● Instruction: Return the lines verbatim, starting at the line that contains "Tag the glass" and ending at the final line, with both of those lines included.

(Position annotation records)
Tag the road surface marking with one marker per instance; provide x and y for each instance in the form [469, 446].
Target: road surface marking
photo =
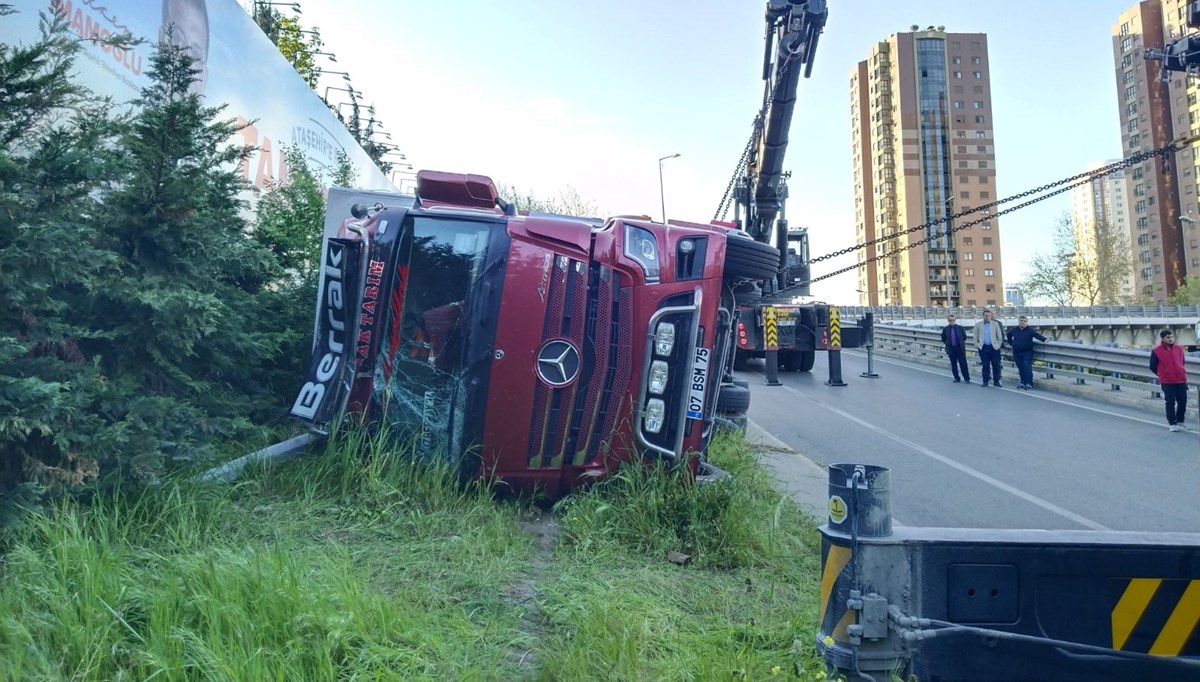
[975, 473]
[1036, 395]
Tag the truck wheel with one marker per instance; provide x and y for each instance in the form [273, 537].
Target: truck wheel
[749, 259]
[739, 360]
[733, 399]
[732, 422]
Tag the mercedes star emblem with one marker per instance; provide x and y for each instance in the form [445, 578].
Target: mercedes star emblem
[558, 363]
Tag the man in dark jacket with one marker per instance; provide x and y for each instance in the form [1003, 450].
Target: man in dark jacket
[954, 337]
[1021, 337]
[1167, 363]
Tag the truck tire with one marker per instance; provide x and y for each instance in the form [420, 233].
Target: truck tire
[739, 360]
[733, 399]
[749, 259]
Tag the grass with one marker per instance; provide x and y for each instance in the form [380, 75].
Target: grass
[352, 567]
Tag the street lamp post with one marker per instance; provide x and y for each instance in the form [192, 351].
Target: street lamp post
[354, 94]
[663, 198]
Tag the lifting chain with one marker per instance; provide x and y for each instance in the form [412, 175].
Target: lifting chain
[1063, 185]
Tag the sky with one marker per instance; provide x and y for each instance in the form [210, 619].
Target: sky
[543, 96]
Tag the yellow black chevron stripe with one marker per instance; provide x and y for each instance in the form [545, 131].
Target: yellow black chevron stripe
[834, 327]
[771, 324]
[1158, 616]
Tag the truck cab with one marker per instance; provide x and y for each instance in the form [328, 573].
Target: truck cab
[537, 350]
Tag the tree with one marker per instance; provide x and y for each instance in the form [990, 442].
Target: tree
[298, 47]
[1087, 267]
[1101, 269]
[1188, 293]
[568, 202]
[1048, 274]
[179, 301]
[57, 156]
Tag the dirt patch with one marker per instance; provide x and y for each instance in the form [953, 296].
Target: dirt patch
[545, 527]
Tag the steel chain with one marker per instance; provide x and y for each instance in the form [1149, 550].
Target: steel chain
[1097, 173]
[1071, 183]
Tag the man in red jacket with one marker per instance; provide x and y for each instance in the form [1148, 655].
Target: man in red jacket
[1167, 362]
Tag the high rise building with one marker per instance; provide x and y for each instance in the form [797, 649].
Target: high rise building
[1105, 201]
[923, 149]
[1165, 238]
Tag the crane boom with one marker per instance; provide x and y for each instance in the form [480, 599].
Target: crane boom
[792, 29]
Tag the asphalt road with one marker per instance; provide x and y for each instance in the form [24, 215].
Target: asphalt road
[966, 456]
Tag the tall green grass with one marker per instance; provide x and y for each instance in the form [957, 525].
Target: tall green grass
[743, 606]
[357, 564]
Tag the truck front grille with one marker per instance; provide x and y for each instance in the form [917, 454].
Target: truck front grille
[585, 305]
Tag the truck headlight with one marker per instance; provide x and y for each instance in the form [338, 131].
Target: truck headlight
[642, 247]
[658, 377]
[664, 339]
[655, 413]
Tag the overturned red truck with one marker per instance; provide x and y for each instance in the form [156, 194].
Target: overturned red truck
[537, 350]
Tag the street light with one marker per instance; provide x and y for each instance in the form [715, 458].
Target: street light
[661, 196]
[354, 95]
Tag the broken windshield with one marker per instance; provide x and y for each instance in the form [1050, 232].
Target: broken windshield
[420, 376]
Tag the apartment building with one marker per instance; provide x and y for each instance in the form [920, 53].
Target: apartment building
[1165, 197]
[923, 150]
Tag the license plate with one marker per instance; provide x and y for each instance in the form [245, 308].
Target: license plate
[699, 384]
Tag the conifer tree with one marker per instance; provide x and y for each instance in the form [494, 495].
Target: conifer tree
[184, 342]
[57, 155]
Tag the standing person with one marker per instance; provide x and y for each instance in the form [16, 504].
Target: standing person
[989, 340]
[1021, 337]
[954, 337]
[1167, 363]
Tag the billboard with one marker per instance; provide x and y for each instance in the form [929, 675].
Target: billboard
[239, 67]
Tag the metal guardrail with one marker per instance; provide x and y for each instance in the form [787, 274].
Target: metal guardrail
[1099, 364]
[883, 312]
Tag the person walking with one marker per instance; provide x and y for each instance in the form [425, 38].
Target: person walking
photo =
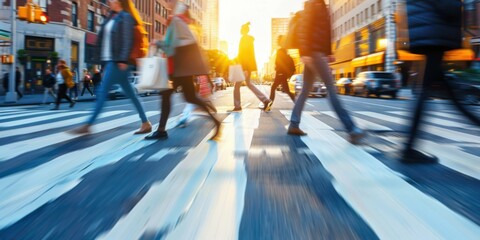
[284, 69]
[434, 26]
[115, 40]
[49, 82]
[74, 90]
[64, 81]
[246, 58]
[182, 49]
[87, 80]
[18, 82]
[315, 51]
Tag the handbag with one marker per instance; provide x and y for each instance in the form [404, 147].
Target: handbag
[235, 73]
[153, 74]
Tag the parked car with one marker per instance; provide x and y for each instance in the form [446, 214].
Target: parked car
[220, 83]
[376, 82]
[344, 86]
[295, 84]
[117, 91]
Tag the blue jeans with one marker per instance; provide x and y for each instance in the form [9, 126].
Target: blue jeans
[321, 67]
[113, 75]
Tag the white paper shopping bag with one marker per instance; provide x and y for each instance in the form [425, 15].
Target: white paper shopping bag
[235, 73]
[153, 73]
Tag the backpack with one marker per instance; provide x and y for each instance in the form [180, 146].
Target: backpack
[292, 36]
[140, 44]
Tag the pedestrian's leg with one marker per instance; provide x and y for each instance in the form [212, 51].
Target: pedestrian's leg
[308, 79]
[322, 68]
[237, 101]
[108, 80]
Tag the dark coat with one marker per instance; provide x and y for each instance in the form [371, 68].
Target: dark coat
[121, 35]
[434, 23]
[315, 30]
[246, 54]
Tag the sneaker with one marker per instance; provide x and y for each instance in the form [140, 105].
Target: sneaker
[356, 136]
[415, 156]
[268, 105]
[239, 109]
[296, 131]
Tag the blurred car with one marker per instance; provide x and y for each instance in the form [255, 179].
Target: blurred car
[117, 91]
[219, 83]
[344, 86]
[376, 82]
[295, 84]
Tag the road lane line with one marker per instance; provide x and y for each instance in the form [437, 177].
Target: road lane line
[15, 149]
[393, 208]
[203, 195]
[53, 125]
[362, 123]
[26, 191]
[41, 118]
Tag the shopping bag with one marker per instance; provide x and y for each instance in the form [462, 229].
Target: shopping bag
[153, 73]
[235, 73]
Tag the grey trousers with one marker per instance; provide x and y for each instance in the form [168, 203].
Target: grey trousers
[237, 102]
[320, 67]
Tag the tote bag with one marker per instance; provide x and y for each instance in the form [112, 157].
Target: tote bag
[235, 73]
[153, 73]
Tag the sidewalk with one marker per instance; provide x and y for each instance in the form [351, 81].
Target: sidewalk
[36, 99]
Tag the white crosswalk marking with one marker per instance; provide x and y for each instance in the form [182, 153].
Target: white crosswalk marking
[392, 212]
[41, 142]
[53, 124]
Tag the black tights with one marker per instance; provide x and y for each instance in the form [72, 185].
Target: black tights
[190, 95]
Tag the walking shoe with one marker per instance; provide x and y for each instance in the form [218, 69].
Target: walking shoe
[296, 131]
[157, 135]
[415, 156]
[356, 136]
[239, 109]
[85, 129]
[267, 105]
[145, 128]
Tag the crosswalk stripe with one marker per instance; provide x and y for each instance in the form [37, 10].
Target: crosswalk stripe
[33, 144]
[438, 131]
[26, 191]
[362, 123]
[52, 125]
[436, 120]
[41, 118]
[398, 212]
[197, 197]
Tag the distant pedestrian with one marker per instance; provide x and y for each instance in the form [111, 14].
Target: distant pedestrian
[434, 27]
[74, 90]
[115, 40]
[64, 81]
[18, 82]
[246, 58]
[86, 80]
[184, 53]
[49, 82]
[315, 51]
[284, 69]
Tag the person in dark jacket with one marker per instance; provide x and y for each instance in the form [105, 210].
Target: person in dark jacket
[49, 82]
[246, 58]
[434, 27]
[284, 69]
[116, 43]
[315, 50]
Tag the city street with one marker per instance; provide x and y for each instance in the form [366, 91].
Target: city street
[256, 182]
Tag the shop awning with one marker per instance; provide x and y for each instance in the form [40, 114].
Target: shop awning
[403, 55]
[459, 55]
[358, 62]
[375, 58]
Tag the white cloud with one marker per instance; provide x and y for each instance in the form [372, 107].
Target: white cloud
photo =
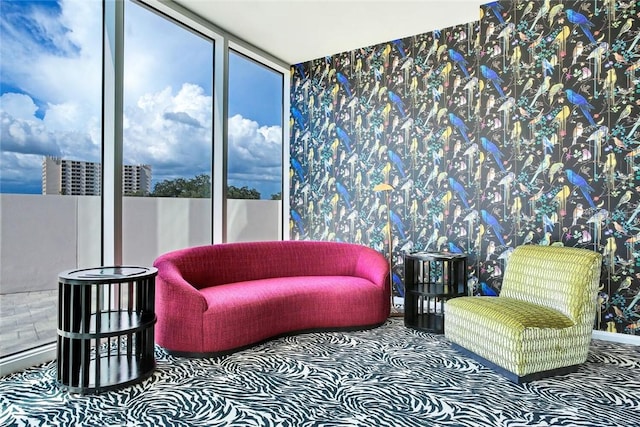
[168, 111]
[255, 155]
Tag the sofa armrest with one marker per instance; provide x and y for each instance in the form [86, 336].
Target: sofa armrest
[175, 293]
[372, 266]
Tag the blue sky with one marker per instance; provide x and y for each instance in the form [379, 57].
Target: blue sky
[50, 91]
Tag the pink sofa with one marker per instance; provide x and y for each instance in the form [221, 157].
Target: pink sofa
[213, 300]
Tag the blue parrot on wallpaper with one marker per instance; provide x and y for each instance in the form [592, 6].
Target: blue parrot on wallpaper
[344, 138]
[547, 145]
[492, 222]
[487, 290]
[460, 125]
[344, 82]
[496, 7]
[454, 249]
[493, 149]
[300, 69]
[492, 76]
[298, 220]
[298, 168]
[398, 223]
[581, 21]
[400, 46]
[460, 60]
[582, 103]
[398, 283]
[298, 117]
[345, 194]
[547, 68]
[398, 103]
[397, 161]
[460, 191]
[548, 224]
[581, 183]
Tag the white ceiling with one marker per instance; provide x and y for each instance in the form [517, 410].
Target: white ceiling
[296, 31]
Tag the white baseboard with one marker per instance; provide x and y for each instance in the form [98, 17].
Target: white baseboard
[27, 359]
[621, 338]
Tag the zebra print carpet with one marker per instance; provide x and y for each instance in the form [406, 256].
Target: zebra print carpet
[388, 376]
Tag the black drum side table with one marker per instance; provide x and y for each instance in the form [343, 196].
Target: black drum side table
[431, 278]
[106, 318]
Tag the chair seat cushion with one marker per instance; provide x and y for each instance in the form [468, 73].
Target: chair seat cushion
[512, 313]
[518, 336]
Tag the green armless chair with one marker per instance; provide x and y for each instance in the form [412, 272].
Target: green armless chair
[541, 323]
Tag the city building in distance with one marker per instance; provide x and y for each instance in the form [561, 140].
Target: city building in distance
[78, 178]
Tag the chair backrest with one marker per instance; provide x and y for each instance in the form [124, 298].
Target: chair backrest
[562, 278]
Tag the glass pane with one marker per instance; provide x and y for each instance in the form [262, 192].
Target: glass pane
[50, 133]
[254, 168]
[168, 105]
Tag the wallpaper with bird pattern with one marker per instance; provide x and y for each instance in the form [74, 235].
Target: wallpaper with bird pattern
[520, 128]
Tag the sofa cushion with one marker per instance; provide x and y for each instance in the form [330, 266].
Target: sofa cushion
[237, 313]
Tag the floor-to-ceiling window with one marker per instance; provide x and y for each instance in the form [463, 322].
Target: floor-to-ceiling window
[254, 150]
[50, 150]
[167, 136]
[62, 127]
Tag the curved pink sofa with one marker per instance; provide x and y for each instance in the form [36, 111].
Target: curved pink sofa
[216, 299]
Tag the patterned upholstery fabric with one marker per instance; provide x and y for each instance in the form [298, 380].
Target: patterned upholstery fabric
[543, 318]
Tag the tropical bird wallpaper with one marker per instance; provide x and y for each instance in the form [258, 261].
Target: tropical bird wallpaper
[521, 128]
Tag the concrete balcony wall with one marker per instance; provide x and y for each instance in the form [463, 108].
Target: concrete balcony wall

● Exercise output:
Tag the glass pane with one marker per instance; provide x and y for each instance in the form [262, 192].
Target: glass pane
[50, 133]
[254, 168]
[168, 105]
Tag the wallpaper with bird pattern with one marker per instance; provide x and y for each instance in the form [74, 235].
Target: wallpaper with bird pattern
[520, 128]
Tag the sofa cushion with one marker per instance; provide x and y for each instance in the form [330, 266].
Target: sofa cushion
[237, 313]
Tag the floor-to-ceiling window with one marker per instance; provide x and y for each instance in the form [463, 322].
Target: floor-to-ceiling window
[254, 150]
[50, 150]
[167, 136]
[62, 127]
Tag the curved pink sofa with one marker per instance; provide x and y for each instance in the form [36, 111].
Target: curved pink sofa
[216, 299]
Tag the patterned upholstery fabric with one marker per instance; provide x and y for each instance in the form [298, 380].
Target: patterned upholstery fabric
[543, 318]
Tag the tropical bird wallpaper with one marker per instance; provide x and y for each instance in the form [258, 261].
Target: tropical bird wallpaper
[521, 128]
Tag the concrete balcony wall with one marker per instance; provide x and y for each instance in the form [463, 108].
Target: concrete balcony wall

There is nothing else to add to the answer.